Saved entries

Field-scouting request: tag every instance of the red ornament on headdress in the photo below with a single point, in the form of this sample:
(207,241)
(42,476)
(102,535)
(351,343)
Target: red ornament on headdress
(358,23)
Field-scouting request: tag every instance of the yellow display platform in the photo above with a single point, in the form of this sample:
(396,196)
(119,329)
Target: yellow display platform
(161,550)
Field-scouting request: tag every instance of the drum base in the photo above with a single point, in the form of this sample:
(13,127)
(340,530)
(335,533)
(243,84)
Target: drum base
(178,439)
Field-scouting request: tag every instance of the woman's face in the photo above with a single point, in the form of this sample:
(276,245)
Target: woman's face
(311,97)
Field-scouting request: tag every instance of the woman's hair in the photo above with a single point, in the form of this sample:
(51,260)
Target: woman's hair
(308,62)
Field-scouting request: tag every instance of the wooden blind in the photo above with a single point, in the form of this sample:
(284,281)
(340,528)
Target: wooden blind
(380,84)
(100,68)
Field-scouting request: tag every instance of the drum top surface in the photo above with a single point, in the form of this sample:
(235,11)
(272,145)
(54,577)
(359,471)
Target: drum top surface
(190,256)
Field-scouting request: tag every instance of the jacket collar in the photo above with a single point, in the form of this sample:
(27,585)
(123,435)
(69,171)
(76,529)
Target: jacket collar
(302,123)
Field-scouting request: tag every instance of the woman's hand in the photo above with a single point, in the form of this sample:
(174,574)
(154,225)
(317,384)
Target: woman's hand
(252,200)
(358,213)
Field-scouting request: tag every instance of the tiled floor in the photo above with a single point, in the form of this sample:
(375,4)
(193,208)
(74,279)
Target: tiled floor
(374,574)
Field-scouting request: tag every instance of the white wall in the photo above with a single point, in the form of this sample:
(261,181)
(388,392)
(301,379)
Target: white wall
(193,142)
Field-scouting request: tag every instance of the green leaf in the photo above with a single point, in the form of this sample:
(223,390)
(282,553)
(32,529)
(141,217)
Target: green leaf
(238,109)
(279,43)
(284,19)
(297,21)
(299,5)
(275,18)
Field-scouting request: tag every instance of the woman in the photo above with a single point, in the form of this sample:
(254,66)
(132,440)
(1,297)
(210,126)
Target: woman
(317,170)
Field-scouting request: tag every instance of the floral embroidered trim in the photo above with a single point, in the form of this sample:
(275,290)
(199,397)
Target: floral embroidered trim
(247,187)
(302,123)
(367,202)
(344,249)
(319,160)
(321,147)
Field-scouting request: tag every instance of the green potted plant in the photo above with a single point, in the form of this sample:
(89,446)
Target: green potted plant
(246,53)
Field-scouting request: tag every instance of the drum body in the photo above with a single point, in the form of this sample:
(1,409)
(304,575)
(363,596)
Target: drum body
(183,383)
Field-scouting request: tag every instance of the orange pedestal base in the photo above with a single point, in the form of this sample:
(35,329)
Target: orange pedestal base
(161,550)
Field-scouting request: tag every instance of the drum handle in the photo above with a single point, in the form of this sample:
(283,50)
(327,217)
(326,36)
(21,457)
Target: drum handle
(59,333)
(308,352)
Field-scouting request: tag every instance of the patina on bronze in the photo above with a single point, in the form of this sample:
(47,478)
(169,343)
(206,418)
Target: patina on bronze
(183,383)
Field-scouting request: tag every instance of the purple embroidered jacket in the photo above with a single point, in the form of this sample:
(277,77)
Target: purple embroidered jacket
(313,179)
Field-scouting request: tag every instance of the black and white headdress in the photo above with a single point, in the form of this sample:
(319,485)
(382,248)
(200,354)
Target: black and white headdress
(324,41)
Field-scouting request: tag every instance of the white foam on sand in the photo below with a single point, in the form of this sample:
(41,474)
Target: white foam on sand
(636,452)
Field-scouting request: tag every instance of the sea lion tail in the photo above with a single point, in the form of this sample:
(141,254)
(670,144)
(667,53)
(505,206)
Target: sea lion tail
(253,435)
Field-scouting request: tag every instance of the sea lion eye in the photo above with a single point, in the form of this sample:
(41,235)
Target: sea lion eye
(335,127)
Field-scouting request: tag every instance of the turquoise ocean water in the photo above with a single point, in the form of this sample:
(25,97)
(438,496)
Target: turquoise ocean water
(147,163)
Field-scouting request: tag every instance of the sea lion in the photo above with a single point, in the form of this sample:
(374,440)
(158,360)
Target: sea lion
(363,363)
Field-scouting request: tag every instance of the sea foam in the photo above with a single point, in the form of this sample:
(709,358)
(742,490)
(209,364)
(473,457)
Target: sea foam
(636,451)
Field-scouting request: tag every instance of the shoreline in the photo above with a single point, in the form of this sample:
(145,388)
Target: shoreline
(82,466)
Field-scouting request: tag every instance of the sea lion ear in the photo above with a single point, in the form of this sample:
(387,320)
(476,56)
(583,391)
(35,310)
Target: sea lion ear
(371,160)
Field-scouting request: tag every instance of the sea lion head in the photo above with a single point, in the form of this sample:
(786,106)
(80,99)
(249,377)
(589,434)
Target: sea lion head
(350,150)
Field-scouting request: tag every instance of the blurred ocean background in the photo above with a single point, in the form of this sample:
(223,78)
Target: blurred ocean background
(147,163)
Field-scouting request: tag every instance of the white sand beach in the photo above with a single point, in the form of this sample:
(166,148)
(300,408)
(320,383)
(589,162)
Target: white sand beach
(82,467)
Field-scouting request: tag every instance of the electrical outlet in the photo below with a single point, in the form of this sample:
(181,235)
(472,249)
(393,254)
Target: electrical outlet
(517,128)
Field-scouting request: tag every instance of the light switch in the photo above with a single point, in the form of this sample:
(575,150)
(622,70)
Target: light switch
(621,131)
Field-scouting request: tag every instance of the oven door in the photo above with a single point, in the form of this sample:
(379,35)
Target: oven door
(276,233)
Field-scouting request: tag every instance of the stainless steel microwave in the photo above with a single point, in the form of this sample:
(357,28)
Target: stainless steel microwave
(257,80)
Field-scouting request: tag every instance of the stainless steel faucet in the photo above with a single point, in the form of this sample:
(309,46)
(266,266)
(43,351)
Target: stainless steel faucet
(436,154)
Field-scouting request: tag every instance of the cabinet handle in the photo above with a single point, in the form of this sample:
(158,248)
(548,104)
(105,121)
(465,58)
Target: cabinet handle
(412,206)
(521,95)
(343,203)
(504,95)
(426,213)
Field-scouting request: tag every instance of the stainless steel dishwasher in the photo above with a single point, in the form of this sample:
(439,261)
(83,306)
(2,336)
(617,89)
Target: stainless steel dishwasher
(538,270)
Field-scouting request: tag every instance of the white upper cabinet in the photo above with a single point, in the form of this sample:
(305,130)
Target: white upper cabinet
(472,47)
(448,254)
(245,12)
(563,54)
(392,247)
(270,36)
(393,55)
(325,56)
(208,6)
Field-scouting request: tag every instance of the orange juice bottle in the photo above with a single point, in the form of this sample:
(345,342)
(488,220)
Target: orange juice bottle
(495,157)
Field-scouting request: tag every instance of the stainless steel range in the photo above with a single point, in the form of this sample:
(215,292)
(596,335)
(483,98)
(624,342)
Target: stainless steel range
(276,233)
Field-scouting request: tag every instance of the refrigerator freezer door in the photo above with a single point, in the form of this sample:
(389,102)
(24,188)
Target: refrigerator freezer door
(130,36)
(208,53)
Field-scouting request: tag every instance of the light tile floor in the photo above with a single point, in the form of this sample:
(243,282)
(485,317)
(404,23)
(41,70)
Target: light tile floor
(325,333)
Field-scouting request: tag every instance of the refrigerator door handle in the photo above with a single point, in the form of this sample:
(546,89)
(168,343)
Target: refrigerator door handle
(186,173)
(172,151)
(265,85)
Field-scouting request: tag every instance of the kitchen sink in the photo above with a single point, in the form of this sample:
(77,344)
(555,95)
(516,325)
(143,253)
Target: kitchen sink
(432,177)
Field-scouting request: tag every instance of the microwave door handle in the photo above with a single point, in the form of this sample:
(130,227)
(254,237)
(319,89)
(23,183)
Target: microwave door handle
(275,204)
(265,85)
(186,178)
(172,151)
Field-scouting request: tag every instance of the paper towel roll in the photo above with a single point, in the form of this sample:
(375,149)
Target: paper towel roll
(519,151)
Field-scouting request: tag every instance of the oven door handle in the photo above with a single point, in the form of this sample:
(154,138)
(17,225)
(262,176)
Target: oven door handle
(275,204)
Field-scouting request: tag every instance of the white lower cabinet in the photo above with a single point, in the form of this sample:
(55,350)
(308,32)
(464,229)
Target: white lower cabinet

• What to produce: Write out each line exactly, starting with the line that contains "Target: oven door handle" and stopping after the last line of the data.

• Result below:
Target: oven door handle
(275,204)
Field-scouting request: tag every instance of the white lower cabinet in the photo above with a single point, in the form of this sample:
(55,350)
(308,32)
(464,229)
Target: white lower cabinet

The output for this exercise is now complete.